◆ EXERCISE DETAILS:
Do these statements agree with the annuity myths article below? Answer yes or no for each, quoting the words from the article that decide it.
1. A 2024 survey found that about 79% of American adults struggle to define an annuity correctly.
2. The article holds that annuities are universally bad.
3. Riders must be added to fixed annuities.

Common Annuity Myths and the Truth Behind Them

Common Annuity

Annuities have long carried a reputation for being confusing, costly, or simply not worth the trouble. For many people, the word itself triggers skepticism. Yet that skepticism is often built on incomplete information passed down through casual conversation rather than facts.

Misconceptions about annuities are surprisingly widespread. According to a 2024 survey, about 79% of American adults struggle to define an annuity correctly. When that many people lack a basic understanding, myths quickly fill the gap.

The reality is that annuities are neither universally good nor universally bad. Like any financial product, their value depends on a person’s goals, risk tolerance, retirement timeline, and income needs.

Understanding the facts behind common annuity myths can help investors make more informed decisions. They can determine whether these products deserve a place in their long-term financial strategy.

Myth #1: All Annuities Come With High Fees

Fees are a legitimate concern with some annuity products, particularly variable annuities. But painting all annuities with the same brush is inaccurate.

Many annuity types carry little to no fees. Fixed annuities and fixed-indexed annuities, for instance, are structured around interest-rate guarantees rather than investment subaccounts. This means there are no annual management fees eating into your returns.

As financial planner Nicholas Bunio, CFP, says, “Fixed annuities and fixed index annuities don’t really have any fees unless you add some type of rider.” Riders are optional. If you do not add them, you avoid those costs entirely.

◆ RECORDS SHOWN:
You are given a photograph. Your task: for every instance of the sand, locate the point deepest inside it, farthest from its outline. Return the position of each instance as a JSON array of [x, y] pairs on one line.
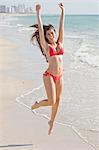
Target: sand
[[18, 125]]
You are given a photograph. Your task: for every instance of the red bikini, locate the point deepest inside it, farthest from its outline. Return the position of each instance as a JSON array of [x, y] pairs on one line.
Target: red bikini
[[53, 52]]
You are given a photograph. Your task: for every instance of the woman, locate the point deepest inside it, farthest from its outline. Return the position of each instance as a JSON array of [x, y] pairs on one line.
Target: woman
[[53, 52]]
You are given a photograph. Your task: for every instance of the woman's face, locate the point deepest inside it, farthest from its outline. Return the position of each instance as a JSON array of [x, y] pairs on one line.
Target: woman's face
[[51, 36]]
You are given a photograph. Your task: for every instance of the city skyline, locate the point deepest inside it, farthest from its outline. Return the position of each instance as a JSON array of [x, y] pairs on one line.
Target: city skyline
[[51, 7]]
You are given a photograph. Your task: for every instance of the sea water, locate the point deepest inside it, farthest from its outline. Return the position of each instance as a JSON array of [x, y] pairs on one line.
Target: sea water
[[79, 106]]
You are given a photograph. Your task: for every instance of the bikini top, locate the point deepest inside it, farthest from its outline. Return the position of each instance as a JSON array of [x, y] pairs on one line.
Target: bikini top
[[54, 52]]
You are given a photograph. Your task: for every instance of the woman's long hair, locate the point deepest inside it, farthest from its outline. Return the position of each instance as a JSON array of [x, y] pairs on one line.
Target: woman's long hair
[[35, 35]]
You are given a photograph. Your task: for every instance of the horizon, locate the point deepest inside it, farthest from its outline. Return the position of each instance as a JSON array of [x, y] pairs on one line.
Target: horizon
[[72, 7]]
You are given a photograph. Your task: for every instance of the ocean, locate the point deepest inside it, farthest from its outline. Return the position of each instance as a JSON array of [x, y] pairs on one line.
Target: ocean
[[79, 107]]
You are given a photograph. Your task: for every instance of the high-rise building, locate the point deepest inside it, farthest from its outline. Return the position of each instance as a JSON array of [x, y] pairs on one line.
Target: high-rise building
[[2, 9]]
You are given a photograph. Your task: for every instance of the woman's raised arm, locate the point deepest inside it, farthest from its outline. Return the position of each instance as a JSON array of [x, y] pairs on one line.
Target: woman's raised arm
[[61, 28], [40, 27]]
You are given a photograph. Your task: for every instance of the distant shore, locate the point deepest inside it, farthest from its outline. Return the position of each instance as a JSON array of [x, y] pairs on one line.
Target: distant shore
[[17, 14]]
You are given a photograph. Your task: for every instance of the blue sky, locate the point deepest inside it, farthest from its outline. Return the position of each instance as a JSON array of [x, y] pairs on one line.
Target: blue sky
[[51, 6]]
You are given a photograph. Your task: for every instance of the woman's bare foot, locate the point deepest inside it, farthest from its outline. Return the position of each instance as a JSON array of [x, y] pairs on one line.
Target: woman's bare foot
[[35, 106], [50, 127]]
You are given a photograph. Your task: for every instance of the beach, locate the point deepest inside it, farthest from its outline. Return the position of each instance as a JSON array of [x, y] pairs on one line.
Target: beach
[[76, 126]]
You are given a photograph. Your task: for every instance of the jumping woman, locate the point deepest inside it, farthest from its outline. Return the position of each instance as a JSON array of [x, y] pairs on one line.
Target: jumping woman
[[53, 51]]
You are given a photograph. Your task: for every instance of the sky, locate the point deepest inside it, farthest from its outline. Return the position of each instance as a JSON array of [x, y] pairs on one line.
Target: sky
[[51, 6]]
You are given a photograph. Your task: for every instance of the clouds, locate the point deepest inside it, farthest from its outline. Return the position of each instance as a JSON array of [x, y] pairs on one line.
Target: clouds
[[51, 6]]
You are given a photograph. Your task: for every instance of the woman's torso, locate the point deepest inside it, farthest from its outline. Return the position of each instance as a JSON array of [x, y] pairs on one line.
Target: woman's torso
[[55, 60]]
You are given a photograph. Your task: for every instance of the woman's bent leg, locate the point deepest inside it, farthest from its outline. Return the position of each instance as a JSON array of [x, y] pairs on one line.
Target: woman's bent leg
[[50, 91]]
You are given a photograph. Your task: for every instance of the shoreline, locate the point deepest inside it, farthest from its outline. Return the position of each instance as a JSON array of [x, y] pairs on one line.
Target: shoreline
[[18, 125]]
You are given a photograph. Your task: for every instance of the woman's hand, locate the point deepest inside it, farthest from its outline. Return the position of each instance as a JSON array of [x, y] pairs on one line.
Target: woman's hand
[[38, 7], [61, 6]]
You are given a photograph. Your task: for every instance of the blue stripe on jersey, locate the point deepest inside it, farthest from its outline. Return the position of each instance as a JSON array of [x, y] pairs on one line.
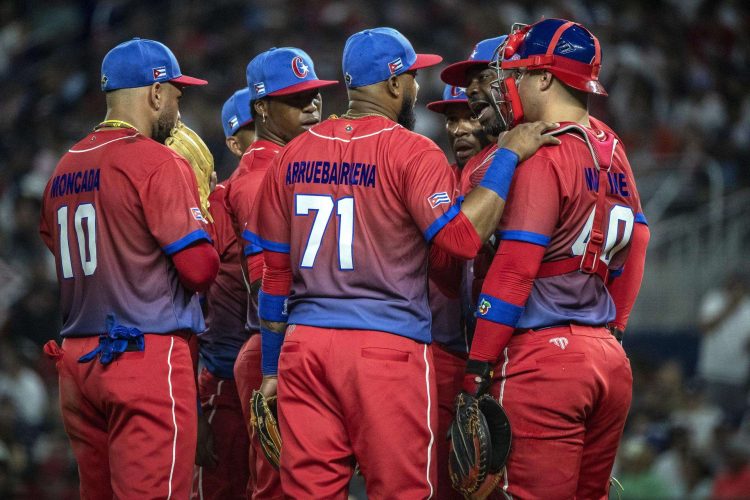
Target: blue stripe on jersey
[[526, 236], [390, 316], [273, 246], [444, 219], [188, 239], [498, 311], [252, 249]]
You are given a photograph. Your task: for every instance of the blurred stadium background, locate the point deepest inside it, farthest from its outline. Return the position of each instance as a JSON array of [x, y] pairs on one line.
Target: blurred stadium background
[[678, 74]]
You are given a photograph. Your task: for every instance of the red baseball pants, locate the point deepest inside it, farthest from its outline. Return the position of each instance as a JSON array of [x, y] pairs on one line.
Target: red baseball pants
[[567, 392], [265, 483], [221, 405], [347, 395], [449, 374], [132, 424]]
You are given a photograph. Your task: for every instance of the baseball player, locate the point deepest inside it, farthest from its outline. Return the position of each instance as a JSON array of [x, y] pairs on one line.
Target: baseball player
[[226, 474], [448, 308], [121, 216], [284, 101], [345, 218], [570, 263]]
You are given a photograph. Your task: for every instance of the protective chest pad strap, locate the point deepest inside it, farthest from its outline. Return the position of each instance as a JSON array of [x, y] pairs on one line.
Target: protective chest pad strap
[[602, 148]]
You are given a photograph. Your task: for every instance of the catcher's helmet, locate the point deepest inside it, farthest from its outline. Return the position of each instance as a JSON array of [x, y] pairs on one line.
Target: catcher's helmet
[[564, 48]]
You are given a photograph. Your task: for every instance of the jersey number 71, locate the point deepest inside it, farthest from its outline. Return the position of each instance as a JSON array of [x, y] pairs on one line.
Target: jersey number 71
[[323, 206]]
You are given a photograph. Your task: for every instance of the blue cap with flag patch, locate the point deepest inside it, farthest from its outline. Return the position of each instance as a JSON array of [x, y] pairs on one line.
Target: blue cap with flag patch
[[481, 55], [140, 63], [282, 71], [235, 113], [452, 95], [373, 55]]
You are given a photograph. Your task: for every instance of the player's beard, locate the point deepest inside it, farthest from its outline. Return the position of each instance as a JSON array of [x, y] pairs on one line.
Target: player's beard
[[162, 128], [407, 118], [495, 127]]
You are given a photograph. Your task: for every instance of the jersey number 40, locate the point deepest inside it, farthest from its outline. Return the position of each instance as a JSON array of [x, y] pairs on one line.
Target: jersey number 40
[[323, 206], [619, 230], [85, 234]]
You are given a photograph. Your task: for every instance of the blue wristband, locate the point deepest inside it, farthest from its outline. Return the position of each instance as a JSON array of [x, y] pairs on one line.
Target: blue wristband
[[500, 173], [270, 348], [498, 311], [272, 307]]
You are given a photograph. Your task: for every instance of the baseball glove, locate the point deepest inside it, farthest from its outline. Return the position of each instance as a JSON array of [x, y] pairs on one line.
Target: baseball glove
[[184, 141], [263, 420], [479, 445]]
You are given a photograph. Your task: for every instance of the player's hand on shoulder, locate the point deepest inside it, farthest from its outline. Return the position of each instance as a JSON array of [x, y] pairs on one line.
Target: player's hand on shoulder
[[525, 139], [269, 385]]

◆ SOLUTION TO THIS PROBLEM:
1. Yes: "According to a 2024 survey, about 79% of American adults struggle to define an annuity correctly."
2. No: "annuities are neither universally good nor universally bad."
3. No: "Riders are optional."